**WORK TO COMPLETE**
Rewrite every line of the items below as a Markdown table with the columns Row and Line, numbering the rows and leaving out blank lines. Omit the pictures.

LISTED ENTRIES start

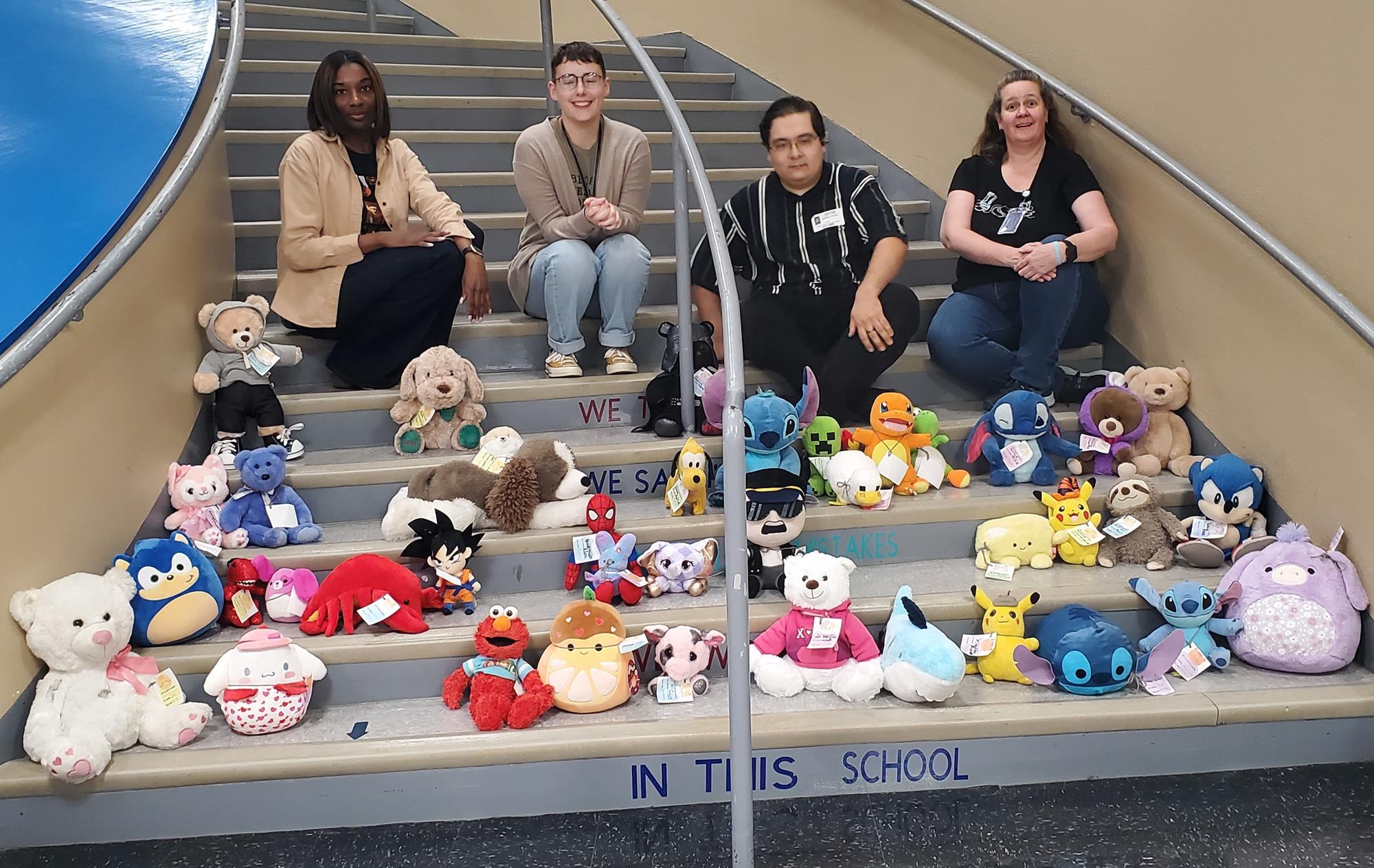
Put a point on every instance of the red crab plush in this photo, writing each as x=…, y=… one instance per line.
x=506, y=690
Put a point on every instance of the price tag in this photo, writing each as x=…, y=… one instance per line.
x=380, y=610
x=1122, y=527
x=979, y=645
x=1094, y=444
x=1001, y=572
x=1207, y=529
x=1016, y=454
x=244, y=606
x=585, y=549
x=825, y=632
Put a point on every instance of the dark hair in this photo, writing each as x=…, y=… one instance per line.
x=578, y=53
x=792, y=105
x=321, y=111
x=993, y=142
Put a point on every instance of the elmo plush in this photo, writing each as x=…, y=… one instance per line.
x=506, y=690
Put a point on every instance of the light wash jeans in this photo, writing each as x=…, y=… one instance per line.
x=570, y=281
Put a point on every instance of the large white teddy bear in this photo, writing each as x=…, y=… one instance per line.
x=825, y=646
x=97, y=697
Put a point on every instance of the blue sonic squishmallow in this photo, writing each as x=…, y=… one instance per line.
x=1089, y=656
x=179, y=594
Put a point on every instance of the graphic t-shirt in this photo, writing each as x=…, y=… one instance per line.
x=1048, y=207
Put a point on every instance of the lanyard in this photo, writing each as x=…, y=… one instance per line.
x=590, y=187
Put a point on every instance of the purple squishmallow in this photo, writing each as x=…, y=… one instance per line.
x=1299, y=606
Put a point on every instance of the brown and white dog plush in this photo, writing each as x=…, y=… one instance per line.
x=541, y=487
x=440, y=404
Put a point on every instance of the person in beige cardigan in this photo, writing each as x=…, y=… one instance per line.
x=351, y=267
x=585, y=181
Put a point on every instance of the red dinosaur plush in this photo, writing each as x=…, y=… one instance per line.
x=506, y=690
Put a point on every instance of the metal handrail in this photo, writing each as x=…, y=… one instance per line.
x=71, y=307
x=1298, y=267
x=688, y=164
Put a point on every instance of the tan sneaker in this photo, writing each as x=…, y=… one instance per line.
x=620, y=362
x=559, y=365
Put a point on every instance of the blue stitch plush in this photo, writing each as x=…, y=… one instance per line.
x=773, y=426
x=1191, y=609
x=263, y=472
x=1019, y=417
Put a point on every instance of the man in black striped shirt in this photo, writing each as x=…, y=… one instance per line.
x=821, y=244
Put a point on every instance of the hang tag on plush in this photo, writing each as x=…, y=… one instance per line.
x=979, y=645
x=1094, y=444
x=380, y=610
x=825, y=632
x=585, y=549
x=1016, y=454
x=170, y=690
x=670, y=692
x=1207, y=529
x=1122, y=527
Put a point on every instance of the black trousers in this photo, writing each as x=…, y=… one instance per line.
x=394, y=306
x=795, y=330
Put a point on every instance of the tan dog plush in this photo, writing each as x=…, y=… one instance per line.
x=440, y=404
x=1167, y=442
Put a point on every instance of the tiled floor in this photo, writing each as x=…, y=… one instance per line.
x=1321, y=816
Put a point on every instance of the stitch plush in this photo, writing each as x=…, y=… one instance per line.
x=1191, y=609
x=1300, y=606
x=679, y=568
x=197, y=495
x=1016, y=540
x=95, y=697
x=1008, y=620
x=1089, y=656
x=773, y=426
x=1068, y=510
x=1019, y=418
x=1152, y=542
x=263, y=472
x=920, y=664
x=825, y=645
x=178, y=591
x=1229, y=492
x=1119, y=417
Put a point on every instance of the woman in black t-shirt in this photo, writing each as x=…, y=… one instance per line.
x=1027, y=218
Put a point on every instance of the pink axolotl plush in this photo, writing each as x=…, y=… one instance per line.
x=197, y=494
x=684, y=653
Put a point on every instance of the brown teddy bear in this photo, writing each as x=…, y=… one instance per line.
x=1167, y=442
x=238, y=373
x=440, y=404
x=1152, y=543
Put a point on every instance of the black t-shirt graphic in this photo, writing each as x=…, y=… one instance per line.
x=1048, y=207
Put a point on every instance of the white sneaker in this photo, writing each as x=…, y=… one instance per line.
x=559, y=365
x=620, y=362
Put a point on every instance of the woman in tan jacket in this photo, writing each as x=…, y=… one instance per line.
x=351, y=267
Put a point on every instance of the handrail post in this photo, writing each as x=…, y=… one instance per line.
x=686, y=359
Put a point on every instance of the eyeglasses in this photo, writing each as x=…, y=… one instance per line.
x=570, y=82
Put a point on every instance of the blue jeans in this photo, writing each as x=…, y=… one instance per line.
x=570, y=281
x=1013, y=330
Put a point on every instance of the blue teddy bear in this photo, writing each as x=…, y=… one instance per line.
x=1191, y=609
x=263, y=472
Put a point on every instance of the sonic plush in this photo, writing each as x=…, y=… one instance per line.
x=1019, y=418
x=1191, y=609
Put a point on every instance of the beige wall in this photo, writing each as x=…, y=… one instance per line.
x=89, y=428
x=1262, y=100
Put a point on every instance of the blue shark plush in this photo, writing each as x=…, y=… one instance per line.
x=920, y=664
x=1191, y=609
x=1019, y=417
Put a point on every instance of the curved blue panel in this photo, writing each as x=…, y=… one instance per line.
x=95, y=95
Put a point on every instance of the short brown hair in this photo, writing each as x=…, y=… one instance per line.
x=321, y=111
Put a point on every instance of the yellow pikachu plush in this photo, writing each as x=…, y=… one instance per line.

LISTED ENTRIES end

**REPLY**
| Row | Line |
|---|---|
| 1 | Put a point on every instance of the red crab plush in this photo, writing each as x=…, y=… one instance per line. |
| 2 | x=506, y=690 |
| 3 | Put a point on every instance of the price tag in this photo, writing each as x=…, y=… one instance per line. |
| 4 | x=380, y=610 |
| 5 | x=1122, y=527 |
| 6 | x=979, y=645 |
| 7 | x=1094, y=444 |
| 8 | x=1001, y=572 |
| 9 | x=1207, y=529 |
| 10 | x=1016, y=454 |
| 11 | x=244, y=606 |
| 12 | x=585, y=549 |
| 13 | x=825, y=632 |
| 14 | Put a point on every instance of the dark hair in this photo, writing each as x=…, y=… one instance per line. |
| 15 | x=578, y=53 |
| 16 | x=792, y=105 |
| 17 | x=321, y=111 |
| 18 | x=993, y=142 |
| 19 | Put a point on every instance of the elmo plush in this photo, writing each as x=…, y=… one instance per line. |
| 20 | x=506, y=690 |
| 21 | Put a point on every instance of the light wash jeans in this photo, writing each as x=…, y=… one instance per line. |
| 22 | x=570, y=281 |
| 23 | Put a point on every instance of the large white teddy bear in this photo, writing each as x=…, y=… one instance per line. |
| 24 | x=825, y=646 |
| 25 | x=97, y=697 |
| 26 | Put a point on every instance of the blue sonic squishmallow in this photo, writing each as x=…, y=… one instance per line. |
| 27 | x=1089, y=656 |
| 28 | x=179, y=594 |
| 29 | Put a point on every instance of the graphic t-shirt in this photo, writing each as x=…, y=… one instance per line. |
| 30 | x=1048, y=207 |
| 31 | Put a point on every instance of the lanyard in this photo, writing each as x=…, y=… one instance per line. |
| 32 | x=590, y=187 |
| 33 | Put a point on every instance of the purple squishmallow in this photo, writing each as x=…, y=… one instance per line. |
| 34 | x=1299, y=606 |
| 35 | Put a point on every instance of the brown and white dog plush in this photo, writing each as x=…, y=… one instance per line. |
| 36 | x=541, y=487 |
| 37 | x=440, y=404 |
| 38 | Put a point on every instance of the person in beige cardigan in this photo, writing each as x=…, y=… one instance per line. |
| 39 | x=351, y=267 |
| 40 | x=585, y=181 |
| 41 | Put a point on every instance of the red dinosaur plush in this photo, writing each as x=…, y=… one instance per line. |
| 42 | x=506, y=690 |
| 43 | Put a point on every instance of the metal handrail in this photo, writing each as x=…, y=… one instance per line. |
| 44 | x=71, y=307 |
| 45 | x=1298, y=267 |
| 46 | x=688, y=164 |
| 47 | Put a point on every instance of the tan sneaker in this photo, writing each as x=…, y=… one instance per line. |
| 48 | x=620, y=362 |
| 49 | x=559, y=365 |
| 50 | Put a point on every instance of the blue stitch plush in this photo, writing each as x=…, y=… one instance per line. |
| 51 | x=773, y=426 |
| 52 | x=1191, y=609 |
| 53 | x=263, y=472 |
| 54 | x=1019, y=417 |
| 55 | Put a point on every instance of the man in black striped shirt in this photo, writing each as x=…, y=… one instance per line. |
| 56 | x=821, y=244 |
| 57 | Put a point on every instance of the hang tag on plush in this photo, writing each as x=…, y=… one instance per line. |
| 58 | x=979, y=645 |
| 59 | x=1094, y=444 |
| 60 | x=380, y=610 |
| 61 | x=825, y=632 |
| 62 | x=585, y=549 |
| 63 | x=1016, y=454 |
| 64 | x=170, y=690 |
| 65 | x=670, y=692 |
| 66 | x=1207, y=529 |
| 67 | x=1122, y=527 |
| 68 | Put a point on every instance of the black trousers in this photo, writing each as x=…, y=… one instance per line. |
| 69 | x=394, y=306 |
| 70 | x=795, y=330 |
| 71 | Put a point on every instance of the tan dog plush in this photo, writing each as x=…, y=… one instance per line. |
| 72 | x=440, y=404 |
| 73 | x=1167, y=442 |
| 74 | Put a point on every instance of the tiled floor in this photo, writing each as x=…, y=… one instance per line. |
| 75 | x=1321, y=816 |
| 76 | Put a point on every instance of the stitch plush in this photo, writing each as x=…, y=… one instance per line. |
| 77 | x=1191, y=609 |
| 78 | x=1300, y=606 |
| 79 | x=679, y=568 |
| 80 | x=197, y=495 |
| 81 | x=1016, y=540 |
| 82 | x=95, y=697 |
| 83 | x=1008, y=620 |
| 84 | x=1089, y=656 |
| 85 | x=773, y=426 |
| 86 | x=1068, y=510 |
| 87 | x=1019, y=418 |
| 88 | x=1152, y=542 |
| 89 | x=263, y=472 |
| 90 | x=920, y=664 |
| 91 | x=825, y=645 |
| 92 | x=178, y=591 |
| 93 | x=1229, y=492 |
| 94 | x=1119, y=417 |
| 95 | Put a point on every instance of the woman in black t-shirt in this photo, writing each as x=…, y=… one instance per line. |
| 96 | x=1027, y=218 |
| 97 | Put a point on every instance of the pink axolotl plush in this photo, writing each as x=…, y=… one instance per line. |
| 98 | x=197, y=494 |
| 99 | x=684, y=653 |
| 100 | Put a point on every instance of the brown teddy bear in this photo, writing each as x=…, y=… one instance per line. |
| 101 | x=1167, y=442 |
| 102 | x=238, y=373 |
| 103 | x=440, y=404 |
| 104 | x=1152, y=543 |
| 105 | Put a point on every instance of the black t-shirt graphic in this photo, writing each as x=…, y=… one instance per line. |
| 106 | x=1048, y=207 |
| 107 | Put a point on every instance of the white sneaker in this photo, writing each as x=…, y=… one instance per line. |
| 108 | x=559, y=365 |
| 109 | x=620, y=362 |
| 110 | Put a point on every instance of the woman in tan jacket in this photo, writing each as x=…, y=… one instance per line. |
| 111 | x=351, y=267 |
| 112 | Put a point on every instance of the handrail post in this photo, writing each as x=…, y=… one instance per line. |
| 113 | x=686, y=359 |
| 114 | Put a point on every instance of the eyeglasses in this photo, writing each as x=…, y=… one instance per line. |
| 115 | x=570, y=82 |
| 116 | Put a point on every instance of the blue jeans in this photo, writing each as x=…, y=… one instance per line. |
| 117 | x=570, y=281 |
| 118 | x=1013, y=330 |
| 119 | Put a point on every instance of the blue teddy bear in this photo, writing each as x=…, y=… one instance per line. |
| 120 | x=1191, y=609 |
| 121 | x=263, y=472 |
| 122 | Put a point on every instance of the sonic plush in this photo, writing each as x=…, y=… one instance per line. |
| 123 | x=1019, y=418 |
| 124 | x=1191, y=609 |
| 125 | Put a point on every instance of the beige wall in this photo, writing each as x=…, y=… one instance per line. |
| 126 | x=89, y=428 |
| 127 | x=1262, y=100 |
| 128 | Put a point on every instance of the blue shark plush in this photo, writing each as x=…, y=… one instance per line. |
| 129 | x=920, y=664 |
| 130 | x=1191, y=609 |
| 131 | x=1019, y=417 |
| 132 | Put a point on every instance of the curved blue panel in this photo, writing each as x=…, y=… one instance per line. |
| 133 | x=95, y=95 |
| 134 | Put a point on every instance of the short brown hair in this photo, writing each as x=…, y=… one instance per line. |
| 135 | x=321, y=111 |
| 136 | Put a point on every instance of the yellow pikachu plush in this photo, writing each as x=…, y=… one instance per line. |